[Materials provided start]

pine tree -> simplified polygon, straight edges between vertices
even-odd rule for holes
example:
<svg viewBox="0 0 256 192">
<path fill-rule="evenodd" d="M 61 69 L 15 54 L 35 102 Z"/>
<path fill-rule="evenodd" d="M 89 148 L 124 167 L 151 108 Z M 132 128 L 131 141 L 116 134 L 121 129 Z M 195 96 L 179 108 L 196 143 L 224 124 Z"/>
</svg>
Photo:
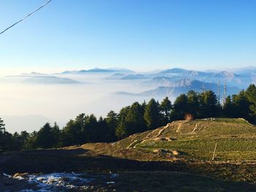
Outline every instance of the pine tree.
<svg viewBox="0 0 256 192">
<path fill-rule="evenodd" d="M 161 102 L 160 110 L 163 114 L 163 123 L 167 124 L 170 120 L 170 112 L 173 109 L 172 102 L 167 96 Z"/>
<path fill-rule="evenodd" d="M 159 104 L 154 99 L 146 106 L 143 118 L 148 129 L 157 128 L 160 126 Z"/>
</svg>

[Materials provided end]

◆ Task description
Quote every entry exactly, with the pictures omitted.

◆ Exercise result
pine tree -> simplified polygon, straight edges between vertices
even-odd rule for holes
example:
<svg viewBox="0 0 256 192">
<path fill-rule="evenodd" d="M 61 69 L 15 54 L 35 102 Z"/>
<path fill-rule="evenodd" d="M 89 148 L 124 167 L 151 108 Z M 132 128 L 131 141 L 116 134 L 121 129 Z M 195 96 L 179 108 L 196 143 L 224 124 Z"/>
</svg>
Photo:
Outline every instance of the pine tree.
<svg viewBox="0 0 256 192">
<path fill-rule="evenodd" d="M 161 102 L 160 110 L 163 114 L 163 123 L 167 124 L 170 120 L 170 112 L 173 109 L 172 102 L 167 96 Z"/>
<path fill-rule="evenodd" d="M 159 104 L 154 99 L 146 106 L 143 118 L 148 129 L 157 128 L 160 126 Z"/>
</svg>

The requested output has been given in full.